Exercise objective: According to the passage on the U.N. aid appeal, how many people in total are expected to need help next year?

Passage to read:
The United Nations and partners on Thursday appealed for a record $51.5 billion in aid money for 2023, with tens of millions of additional people expected to need assistance, testing the humanitarian response system "to its limits."
The appeal represents a 25% increase from 2022 and is more than five times the amount sought a decade ago.
The U.N. Global Humanitarian Overview estimates that an extra 65 million people will need help next year, bringing the total to 339 million in 68 countries.
That represents more than 4% of the people on the planet or about the population of the United States.
"Humanitarian needs are shockingly high, as this year's extreme events are spilling into 2023," said U.N. Emergency Relief Coordinator Martin Griffiths, citing the war in Ukraine and drought in the Horn of Africa.
"For people on the brink, this appeal is a lifeline."
More than 100 million people have been driven from their homes as conflict and climate change fuel a displacement crisis.

Data shown:

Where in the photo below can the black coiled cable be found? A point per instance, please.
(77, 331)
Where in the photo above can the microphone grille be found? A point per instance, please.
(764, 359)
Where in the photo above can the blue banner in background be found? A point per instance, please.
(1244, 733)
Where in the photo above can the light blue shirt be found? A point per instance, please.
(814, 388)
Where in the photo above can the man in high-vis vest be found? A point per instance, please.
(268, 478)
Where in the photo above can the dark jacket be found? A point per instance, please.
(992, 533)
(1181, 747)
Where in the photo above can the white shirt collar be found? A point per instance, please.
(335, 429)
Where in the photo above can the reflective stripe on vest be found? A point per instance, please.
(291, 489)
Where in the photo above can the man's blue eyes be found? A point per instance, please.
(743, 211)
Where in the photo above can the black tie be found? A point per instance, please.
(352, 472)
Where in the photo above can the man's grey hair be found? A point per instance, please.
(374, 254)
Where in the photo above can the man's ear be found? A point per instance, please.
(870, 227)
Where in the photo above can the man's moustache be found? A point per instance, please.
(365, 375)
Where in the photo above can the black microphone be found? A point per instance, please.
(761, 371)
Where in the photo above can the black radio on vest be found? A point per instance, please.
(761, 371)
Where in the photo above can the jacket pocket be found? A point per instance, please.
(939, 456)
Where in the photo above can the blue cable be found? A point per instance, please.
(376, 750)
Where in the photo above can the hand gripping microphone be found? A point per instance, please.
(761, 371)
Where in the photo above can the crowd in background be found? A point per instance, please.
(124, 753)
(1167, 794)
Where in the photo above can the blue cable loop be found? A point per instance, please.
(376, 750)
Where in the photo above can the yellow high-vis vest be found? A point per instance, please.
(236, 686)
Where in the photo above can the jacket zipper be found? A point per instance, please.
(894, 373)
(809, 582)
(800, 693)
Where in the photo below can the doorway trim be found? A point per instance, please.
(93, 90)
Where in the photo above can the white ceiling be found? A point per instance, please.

Result of this task: 339 million people in 68 countries.